Challenge a
Please rewrite the rows in the stretch from the line containing "spire with a single marker." through the end of the rows, substituting "tag" for each "pin" and keeping everything else the same.

Posted by Mal Darwen
Keyword research
In the second of our Keyword Basics series, Mal Darwen gives a simple method for finding thousands of the keywords that your customers use when they search.

In the second of our Keyword Basics series, Mal Darwen gives a simple method for finding thousands of the keywords that your customers use when they search. He then shows how easy it is to use the Wordtracker Keywords tool to organize and save those keywords so you can easily manage your site's search engine optimization and pay per click advertising.

 

Step 1. Start with a common word or phrase that is appropriate to your business

Start simple. Your starting point does not need to be clever or creative. All you need is a common word or short phrase relevant to your business - Wordtracker will help you find cleverer keywords later.

Suppose you sell chocolate online. A good starting point for your business would be the word chocolate

Using Wordtracker's Keywords tool, you can find thousands of keywords that all contain the word chocolate.

It couldn’t be easier to start your keyword research - just click the ‘Quick research’ tab and get going!

You can just enter a single seed keyword (as we said, if you’re researching chocolate, use chocolate).

In a few seconds you’ll see up to 10,000 keywords (depending on your subscription level) containing the word ‘chocolate’ appear in your list, sorted in order of popularity, or Search Volume. There are several things you can do with this list, but let’s start by talking about the numbers you’ll see.

Search Volume

This is the number of times each keyword has been searched in the Wordtracker database (Wordtracker’s data comes from a major search engine advertising network which passes us, on average, 3.5 billion worldwide searches per month. They deliver traffic from hundreds of niche web properties, search engines and portals. The data is from the last calendar month. These are real searches made by real people).

If you’re new to keyword research, look for relatively high volumes. A high number (against other keywords in the same list) means that lots of people are searching using that keyword.

These figures are not meant to be used as an exact number of searches, or a prediction. It’s best to think of this figure (and all the other numbers you see in the tools) as a relative value. Don't worry too much about the numbers themselves. Instead, consider the relationship between the keywords: it’s easier and more helpful to see that chocolate is searched more times than healthy chocolate than it is to try to work out exactly how many people will search for each term in the next day or week.

Competition

The competition number gives us an idea of how many web pages already exist that have been optimized for each keyword. A high number is bad, as it means lots of websites will be competing with you.

The competition figures are on a scale from 0-100. A figure of 100 means lots of competition, so it will be difficult to rank on the first page of Google’s results for that keyword.

If you’re new to keyword research, just remember: high competition figures are bad.

IAAT

IAAT stands for 'In Anchor And Title'. This figure tells us how many pages have been directly optimized for each keyword by having the keyword both in the title tag and also in anchor text in a link from an external domain (somebody else's website). It's a good measure of how much direct competition exists for a keyword, and can help inform your choices. The Competition figure above is based on IAAT.

Stored rows
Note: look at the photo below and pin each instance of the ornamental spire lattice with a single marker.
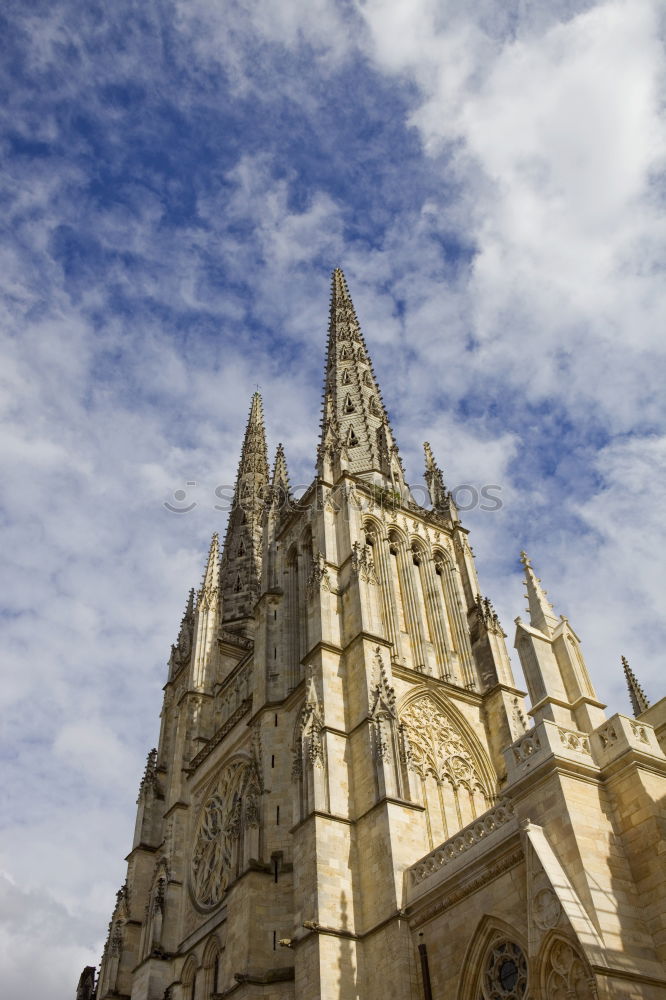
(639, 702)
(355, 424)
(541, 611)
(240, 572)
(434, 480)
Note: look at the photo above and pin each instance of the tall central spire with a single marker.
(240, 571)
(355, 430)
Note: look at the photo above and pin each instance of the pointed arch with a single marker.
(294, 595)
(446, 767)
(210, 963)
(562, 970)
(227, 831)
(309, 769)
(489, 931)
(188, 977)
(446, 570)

Challenge b
Retype the stretch of the keyword research article from "Step 1. Start" through "the word chocolate.", matching it character for character.

Written response a
Note: look at the photo above and tag each instance of the tall central spire with a single marker.
(240, 571)
(355, 430)
Note: look at the photo above and tag each instance of the pointed arch with a single marker.
(294, 595)
(446, 767)
(210, 963)
(562, 970)
(227, 831)
(309, 769)
(489, 931)
(188, 977)
(446, 570)

Written response b
Step 1. Start with a common word or phrase that is appropriate to your business

Start simple. Your starting point does not need to be clever or creative. All you need is a common word or short phrase relevant to your business - Wordtracker will help you find cleverer keywords later.

Suppose you sell chocolate online. A good starting point for your business would be the word chocolate

Using Wordtracker's Keywords tool, you can find thousands of keywords that all contain the word chocolate.